* WHAT THE TASK REQUIRES *
Show each line below that contains the string "negative". Case counts.

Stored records
————

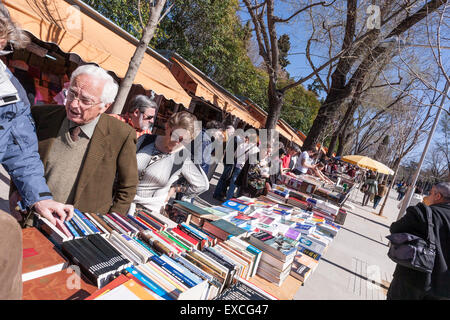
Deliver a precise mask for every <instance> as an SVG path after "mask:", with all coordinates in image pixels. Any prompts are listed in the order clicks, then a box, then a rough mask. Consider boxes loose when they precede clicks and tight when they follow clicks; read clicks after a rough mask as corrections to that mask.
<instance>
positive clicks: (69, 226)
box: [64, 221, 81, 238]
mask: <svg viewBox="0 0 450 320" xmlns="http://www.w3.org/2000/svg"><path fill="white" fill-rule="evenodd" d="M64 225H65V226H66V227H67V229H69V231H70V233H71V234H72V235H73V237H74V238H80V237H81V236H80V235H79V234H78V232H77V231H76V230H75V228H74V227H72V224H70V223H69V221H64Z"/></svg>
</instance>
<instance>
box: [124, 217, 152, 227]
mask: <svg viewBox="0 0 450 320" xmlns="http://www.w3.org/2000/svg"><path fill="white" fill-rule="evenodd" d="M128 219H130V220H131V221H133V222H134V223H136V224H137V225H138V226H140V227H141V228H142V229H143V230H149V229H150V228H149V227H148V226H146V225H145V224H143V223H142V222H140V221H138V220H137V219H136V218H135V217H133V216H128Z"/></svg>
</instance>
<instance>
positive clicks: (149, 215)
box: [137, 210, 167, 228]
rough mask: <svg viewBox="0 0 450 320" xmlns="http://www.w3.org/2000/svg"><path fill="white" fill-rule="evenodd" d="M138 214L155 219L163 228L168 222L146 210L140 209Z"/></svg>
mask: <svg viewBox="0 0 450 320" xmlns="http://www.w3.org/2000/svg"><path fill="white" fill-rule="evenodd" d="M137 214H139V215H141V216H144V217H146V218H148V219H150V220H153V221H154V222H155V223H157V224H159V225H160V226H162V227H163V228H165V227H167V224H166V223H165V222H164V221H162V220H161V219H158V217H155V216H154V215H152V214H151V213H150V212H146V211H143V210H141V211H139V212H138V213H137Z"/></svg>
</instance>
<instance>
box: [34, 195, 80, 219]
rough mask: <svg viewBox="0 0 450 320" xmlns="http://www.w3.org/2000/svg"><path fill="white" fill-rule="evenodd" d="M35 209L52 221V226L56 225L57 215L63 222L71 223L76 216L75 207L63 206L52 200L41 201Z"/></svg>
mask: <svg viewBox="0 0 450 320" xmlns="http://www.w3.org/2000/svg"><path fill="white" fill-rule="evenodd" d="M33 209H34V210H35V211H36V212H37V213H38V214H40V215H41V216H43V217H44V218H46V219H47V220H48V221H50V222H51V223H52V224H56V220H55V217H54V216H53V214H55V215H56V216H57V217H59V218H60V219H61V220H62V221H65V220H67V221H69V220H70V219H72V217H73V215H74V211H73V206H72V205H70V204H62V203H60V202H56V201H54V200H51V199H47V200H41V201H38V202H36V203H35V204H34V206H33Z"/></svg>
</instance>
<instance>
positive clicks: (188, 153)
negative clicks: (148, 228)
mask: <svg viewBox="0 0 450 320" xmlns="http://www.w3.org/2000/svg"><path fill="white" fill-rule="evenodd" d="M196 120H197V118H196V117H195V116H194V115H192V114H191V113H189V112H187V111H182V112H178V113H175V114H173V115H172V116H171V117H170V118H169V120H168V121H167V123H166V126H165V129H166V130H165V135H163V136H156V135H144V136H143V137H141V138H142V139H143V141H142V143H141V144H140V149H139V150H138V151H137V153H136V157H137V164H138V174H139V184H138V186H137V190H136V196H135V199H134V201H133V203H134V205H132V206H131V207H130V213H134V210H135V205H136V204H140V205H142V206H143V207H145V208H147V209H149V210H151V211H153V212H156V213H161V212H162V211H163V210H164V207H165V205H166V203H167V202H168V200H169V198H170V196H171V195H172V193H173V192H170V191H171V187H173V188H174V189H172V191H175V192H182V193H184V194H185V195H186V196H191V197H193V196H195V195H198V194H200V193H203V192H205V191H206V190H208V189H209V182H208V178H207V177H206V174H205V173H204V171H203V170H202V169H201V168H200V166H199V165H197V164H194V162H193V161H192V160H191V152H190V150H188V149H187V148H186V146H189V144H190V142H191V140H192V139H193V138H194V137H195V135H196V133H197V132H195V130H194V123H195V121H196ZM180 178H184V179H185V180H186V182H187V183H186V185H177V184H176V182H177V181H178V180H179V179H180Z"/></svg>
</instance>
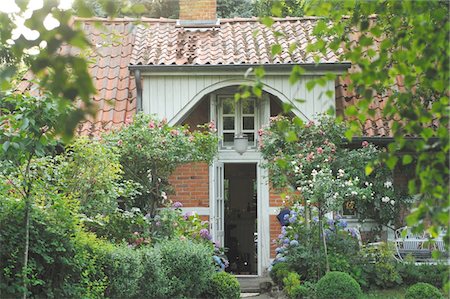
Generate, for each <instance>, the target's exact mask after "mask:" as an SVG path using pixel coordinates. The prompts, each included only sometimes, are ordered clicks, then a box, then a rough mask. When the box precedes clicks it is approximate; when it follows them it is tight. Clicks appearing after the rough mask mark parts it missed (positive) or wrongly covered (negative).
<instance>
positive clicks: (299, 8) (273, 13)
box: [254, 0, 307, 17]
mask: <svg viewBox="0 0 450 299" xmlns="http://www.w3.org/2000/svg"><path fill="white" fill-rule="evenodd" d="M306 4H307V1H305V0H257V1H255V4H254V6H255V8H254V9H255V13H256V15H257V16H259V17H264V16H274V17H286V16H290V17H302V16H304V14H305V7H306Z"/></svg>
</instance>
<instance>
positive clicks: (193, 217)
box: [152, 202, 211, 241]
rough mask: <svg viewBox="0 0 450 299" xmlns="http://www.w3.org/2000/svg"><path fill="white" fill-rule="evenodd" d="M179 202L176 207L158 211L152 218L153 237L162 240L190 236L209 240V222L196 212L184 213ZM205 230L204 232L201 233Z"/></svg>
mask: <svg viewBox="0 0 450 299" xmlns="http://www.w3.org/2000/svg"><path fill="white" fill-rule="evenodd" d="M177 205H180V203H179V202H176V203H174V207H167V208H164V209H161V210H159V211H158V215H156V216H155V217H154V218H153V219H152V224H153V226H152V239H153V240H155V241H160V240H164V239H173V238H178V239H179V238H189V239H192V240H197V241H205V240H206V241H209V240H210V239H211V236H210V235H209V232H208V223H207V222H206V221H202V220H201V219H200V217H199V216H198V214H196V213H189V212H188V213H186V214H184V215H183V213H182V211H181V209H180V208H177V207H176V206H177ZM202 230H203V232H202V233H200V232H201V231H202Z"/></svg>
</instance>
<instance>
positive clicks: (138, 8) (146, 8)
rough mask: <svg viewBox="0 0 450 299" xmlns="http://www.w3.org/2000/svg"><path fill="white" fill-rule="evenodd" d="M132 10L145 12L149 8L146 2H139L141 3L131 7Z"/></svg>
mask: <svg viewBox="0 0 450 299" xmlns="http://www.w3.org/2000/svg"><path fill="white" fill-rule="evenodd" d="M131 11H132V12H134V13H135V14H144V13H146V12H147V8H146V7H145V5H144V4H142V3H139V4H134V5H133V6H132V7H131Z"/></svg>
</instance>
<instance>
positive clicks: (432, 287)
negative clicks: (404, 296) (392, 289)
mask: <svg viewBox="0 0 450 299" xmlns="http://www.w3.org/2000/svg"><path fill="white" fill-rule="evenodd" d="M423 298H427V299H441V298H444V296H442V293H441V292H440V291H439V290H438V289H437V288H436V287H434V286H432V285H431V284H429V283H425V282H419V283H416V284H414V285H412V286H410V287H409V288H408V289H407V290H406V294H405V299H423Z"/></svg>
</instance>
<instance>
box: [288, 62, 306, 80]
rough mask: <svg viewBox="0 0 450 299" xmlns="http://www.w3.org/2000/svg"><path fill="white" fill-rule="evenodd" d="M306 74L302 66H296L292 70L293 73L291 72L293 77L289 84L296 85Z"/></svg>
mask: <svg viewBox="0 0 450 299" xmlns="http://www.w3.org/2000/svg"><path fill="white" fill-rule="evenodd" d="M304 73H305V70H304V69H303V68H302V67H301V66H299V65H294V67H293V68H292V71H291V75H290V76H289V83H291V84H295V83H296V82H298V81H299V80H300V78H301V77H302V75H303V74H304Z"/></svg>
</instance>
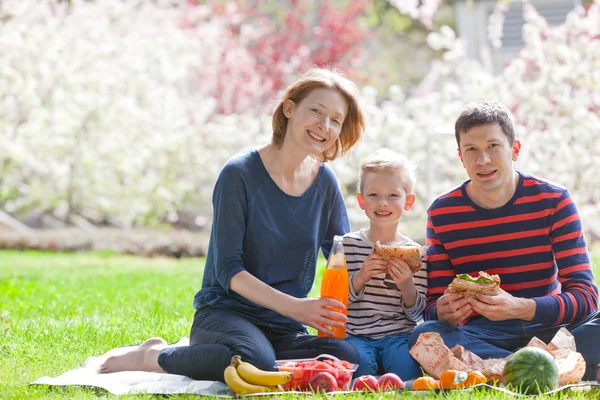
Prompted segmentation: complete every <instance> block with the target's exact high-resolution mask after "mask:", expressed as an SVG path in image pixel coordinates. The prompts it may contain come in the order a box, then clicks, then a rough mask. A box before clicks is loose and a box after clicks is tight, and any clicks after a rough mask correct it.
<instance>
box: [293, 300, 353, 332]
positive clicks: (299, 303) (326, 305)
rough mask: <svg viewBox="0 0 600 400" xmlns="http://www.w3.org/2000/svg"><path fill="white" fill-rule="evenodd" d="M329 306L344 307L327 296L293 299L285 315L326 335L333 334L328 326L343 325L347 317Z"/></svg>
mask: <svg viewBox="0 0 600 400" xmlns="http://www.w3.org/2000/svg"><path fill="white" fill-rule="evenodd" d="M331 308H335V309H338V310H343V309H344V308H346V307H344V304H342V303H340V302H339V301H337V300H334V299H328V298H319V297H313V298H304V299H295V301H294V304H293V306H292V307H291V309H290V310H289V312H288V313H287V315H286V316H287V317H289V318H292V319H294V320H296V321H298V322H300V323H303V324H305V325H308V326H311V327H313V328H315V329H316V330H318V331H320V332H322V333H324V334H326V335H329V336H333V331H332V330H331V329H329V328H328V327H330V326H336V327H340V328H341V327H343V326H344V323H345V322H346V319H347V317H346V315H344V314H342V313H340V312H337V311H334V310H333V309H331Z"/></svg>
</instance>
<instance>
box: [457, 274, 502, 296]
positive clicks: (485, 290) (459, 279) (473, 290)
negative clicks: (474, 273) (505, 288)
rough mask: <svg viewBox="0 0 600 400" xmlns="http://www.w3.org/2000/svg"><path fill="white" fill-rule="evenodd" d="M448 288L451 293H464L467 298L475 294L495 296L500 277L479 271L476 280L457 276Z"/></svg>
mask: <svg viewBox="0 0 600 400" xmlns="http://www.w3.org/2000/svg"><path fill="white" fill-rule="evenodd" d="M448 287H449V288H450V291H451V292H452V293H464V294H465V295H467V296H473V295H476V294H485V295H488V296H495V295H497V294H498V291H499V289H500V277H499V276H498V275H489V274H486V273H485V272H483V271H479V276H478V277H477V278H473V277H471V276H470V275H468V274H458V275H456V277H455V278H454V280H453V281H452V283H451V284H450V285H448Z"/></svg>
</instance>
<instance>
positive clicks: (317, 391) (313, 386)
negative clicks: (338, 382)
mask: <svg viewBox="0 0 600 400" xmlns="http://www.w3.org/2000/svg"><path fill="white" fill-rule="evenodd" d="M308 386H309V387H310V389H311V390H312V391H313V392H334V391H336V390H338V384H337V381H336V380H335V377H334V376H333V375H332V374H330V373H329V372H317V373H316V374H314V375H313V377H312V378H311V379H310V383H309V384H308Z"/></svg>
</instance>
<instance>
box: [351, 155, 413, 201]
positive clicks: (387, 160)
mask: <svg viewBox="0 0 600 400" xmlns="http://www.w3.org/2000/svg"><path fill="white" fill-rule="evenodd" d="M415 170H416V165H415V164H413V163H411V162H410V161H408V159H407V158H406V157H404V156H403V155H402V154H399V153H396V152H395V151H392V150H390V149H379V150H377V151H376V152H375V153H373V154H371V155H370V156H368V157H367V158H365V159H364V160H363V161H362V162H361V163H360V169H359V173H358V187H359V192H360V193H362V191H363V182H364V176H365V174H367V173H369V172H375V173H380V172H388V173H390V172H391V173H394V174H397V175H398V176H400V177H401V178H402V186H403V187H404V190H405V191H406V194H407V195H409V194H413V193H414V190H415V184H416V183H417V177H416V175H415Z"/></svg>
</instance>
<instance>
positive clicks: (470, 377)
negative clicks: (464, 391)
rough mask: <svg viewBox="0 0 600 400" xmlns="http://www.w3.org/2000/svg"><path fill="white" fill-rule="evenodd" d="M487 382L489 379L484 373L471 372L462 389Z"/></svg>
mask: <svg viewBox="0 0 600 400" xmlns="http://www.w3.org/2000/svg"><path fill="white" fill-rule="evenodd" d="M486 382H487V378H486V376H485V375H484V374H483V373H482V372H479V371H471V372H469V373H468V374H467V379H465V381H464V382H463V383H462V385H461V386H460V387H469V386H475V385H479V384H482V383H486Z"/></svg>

————

* FINAL ANSWER *
negative clicks: (148, 228)
Generate, for each <instance>, the target's exact mask after "mask:" as an SVG path using pixel coordinates. The prompts, each included only sometimes, are ordered clicks, then a box, then a rough mask. When the box precedes clicks it is approximate; when it follows them it is tight. Clicks appearing after the rough mask mark parts it missed (positive) or wrongly covered (negative).
negative clicks: (404, 296) (392, 289)
negative clicks: (474, 273) (505, 288)
negative clicks: (338, 382)
negative clicks: (464, 391)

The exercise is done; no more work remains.